**Exercise brief**
Which lines below mention "statue"? Pick each one out.

**Collection entries**
+ + + + +

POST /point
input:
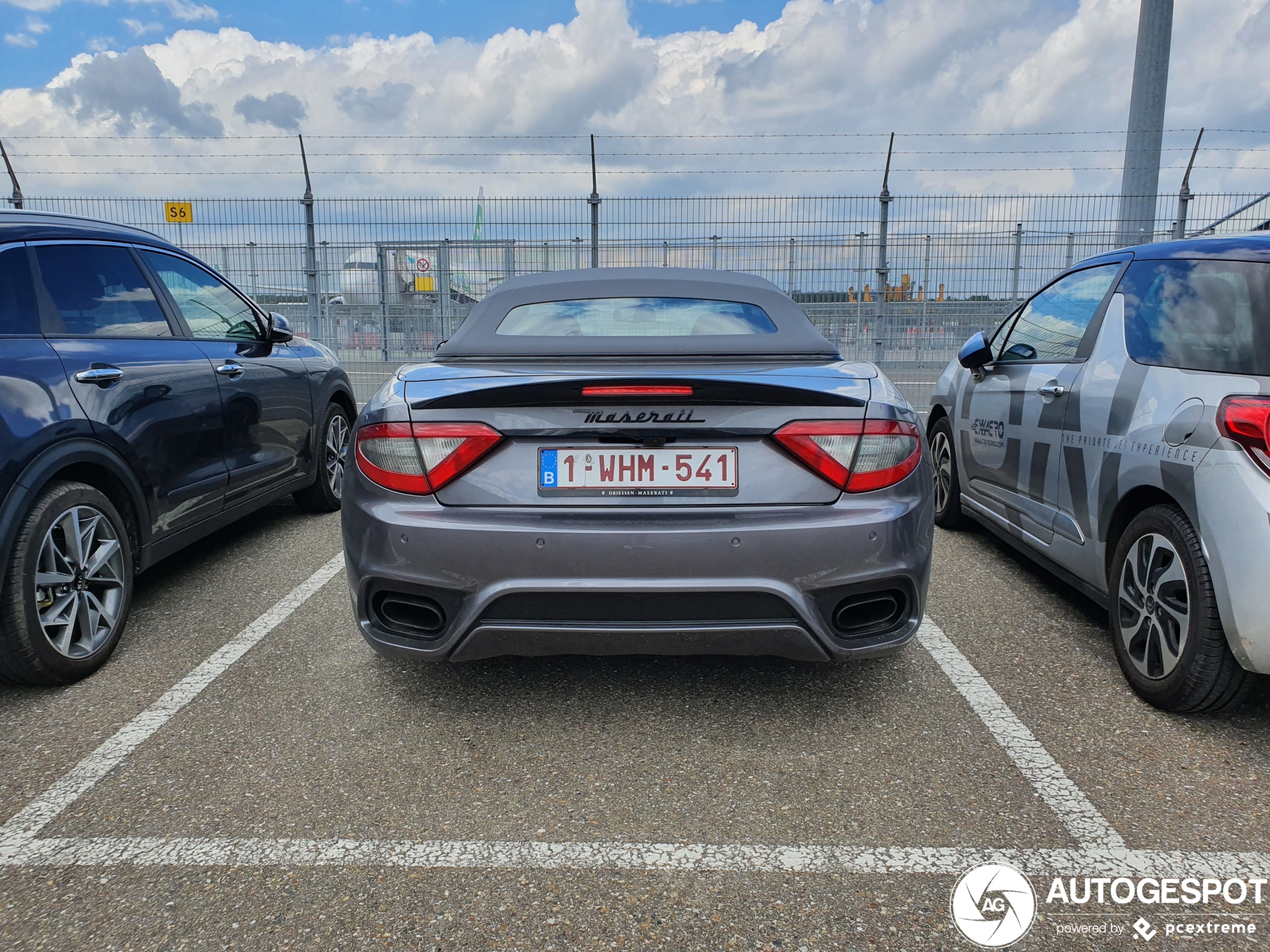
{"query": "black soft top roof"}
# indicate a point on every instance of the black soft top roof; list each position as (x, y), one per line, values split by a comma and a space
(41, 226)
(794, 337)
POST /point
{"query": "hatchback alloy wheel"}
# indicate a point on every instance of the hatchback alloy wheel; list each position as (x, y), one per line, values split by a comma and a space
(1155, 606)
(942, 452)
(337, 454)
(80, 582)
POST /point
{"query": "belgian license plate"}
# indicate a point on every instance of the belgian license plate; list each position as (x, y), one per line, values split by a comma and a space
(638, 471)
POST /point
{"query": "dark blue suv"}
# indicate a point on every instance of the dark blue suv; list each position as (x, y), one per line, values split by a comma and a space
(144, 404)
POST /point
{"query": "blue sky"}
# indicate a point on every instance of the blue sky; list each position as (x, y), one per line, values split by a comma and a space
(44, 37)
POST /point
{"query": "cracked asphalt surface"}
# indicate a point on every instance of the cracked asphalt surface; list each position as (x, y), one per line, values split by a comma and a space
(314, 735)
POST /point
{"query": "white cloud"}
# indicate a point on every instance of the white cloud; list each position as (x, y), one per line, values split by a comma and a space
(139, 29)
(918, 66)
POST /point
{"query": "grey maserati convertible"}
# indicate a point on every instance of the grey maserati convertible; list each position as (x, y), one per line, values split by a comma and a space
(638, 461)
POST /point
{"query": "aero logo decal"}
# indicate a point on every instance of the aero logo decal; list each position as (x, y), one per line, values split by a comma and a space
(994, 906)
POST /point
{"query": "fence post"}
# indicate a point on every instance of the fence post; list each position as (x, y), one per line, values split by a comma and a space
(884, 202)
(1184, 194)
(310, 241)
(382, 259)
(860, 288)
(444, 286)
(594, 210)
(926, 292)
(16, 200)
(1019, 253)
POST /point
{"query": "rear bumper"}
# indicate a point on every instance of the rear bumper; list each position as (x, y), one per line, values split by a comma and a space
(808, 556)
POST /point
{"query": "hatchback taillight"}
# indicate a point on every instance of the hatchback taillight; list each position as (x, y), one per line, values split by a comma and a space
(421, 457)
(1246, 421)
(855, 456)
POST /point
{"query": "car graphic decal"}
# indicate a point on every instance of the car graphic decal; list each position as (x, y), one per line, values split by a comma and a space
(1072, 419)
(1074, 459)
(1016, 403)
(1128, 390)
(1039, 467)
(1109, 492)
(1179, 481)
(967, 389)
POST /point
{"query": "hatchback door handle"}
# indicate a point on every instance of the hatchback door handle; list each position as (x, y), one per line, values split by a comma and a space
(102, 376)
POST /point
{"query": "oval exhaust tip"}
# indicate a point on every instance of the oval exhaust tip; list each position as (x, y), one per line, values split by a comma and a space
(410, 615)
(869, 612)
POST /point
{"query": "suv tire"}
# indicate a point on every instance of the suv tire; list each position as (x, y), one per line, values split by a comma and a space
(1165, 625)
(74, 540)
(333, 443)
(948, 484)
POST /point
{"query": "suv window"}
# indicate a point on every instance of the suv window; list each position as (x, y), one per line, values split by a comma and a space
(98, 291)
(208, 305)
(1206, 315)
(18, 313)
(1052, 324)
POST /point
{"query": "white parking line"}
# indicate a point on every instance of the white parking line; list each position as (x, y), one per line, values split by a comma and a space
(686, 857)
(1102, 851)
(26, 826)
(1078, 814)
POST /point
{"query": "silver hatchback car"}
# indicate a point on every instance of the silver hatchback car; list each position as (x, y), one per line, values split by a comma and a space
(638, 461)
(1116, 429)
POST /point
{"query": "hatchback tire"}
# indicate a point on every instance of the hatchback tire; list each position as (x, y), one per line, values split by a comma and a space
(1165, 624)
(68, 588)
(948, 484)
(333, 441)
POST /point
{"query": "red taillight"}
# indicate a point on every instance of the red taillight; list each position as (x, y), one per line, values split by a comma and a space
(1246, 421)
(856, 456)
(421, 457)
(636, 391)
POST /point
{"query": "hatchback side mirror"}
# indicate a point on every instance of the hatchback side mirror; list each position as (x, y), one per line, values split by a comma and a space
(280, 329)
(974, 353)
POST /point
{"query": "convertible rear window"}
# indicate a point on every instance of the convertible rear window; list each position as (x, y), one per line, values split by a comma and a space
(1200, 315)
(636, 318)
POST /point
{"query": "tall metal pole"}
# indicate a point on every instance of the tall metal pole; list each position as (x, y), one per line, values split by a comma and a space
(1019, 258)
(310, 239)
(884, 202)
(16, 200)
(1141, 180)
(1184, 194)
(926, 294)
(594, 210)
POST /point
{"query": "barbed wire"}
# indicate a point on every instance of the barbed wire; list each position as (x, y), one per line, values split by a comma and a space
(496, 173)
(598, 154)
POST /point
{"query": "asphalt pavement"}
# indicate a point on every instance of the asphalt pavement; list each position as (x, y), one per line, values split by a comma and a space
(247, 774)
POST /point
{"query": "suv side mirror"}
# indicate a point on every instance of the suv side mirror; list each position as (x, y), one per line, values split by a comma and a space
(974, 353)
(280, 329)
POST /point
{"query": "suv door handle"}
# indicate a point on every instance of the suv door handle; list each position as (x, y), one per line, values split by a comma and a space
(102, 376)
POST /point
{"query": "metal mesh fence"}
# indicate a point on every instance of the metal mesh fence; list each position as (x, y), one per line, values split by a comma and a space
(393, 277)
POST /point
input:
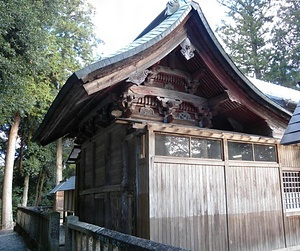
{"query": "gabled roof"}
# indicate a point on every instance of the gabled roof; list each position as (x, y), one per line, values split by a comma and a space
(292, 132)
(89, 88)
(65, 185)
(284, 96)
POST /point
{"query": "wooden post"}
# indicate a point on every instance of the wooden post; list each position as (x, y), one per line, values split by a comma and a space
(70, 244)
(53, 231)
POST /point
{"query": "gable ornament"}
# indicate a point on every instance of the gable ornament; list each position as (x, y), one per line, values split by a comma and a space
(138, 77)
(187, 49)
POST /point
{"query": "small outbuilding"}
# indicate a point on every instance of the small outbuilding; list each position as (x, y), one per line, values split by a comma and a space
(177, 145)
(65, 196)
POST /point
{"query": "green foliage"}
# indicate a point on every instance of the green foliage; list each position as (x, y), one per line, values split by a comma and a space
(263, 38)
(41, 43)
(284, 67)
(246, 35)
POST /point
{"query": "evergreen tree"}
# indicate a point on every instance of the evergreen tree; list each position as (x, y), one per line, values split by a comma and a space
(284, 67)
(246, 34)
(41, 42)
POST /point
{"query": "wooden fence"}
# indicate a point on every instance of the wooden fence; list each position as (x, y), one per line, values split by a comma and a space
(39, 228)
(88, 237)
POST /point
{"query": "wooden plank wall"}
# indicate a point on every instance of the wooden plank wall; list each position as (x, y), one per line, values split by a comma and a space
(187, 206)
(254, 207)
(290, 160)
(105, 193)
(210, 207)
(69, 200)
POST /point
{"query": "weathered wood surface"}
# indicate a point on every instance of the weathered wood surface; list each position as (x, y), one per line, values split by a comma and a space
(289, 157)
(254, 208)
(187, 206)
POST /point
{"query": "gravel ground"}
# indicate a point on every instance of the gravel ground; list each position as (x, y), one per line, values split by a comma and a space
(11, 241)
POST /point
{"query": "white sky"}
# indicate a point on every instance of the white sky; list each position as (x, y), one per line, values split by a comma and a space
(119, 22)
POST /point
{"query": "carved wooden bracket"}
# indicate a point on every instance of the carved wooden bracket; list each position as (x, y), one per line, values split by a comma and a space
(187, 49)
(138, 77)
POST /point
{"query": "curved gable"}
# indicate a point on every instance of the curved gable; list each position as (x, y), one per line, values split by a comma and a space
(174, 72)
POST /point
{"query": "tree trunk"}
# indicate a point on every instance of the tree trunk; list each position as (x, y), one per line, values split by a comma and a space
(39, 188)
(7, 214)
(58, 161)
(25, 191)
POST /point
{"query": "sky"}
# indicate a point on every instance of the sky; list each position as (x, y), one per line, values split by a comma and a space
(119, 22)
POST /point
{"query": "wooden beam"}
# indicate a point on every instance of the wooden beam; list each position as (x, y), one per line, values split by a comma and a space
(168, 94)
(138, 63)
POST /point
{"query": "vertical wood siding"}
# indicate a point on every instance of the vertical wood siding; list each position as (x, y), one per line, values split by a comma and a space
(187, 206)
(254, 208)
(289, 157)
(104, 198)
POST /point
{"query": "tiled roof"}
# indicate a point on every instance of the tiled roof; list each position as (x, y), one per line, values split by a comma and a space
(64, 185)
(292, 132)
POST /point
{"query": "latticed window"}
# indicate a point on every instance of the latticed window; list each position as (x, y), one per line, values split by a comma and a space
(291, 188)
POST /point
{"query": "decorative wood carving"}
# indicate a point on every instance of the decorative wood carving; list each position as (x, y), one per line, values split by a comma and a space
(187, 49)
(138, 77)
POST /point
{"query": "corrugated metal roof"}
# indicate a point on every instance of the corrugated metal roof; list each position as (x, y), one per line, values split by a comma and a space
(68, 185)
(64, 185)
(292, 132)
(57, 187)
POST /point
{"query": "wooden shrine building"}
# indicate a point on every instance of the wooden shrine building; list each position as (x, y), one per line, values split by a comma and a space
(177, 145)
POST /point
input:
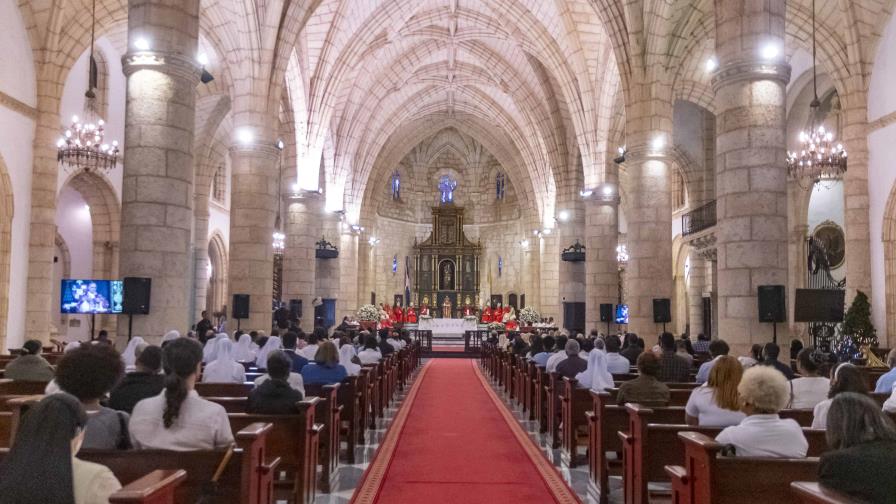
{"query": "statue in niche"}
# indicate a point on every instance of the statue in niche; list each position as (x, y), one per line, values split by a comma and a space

+ + + + +

**Solved problem**
{"query": "statue in niche"}
# indicate a point on every instance of the statue in niche; list each position as (x, y), one per line, values split by a comma and a space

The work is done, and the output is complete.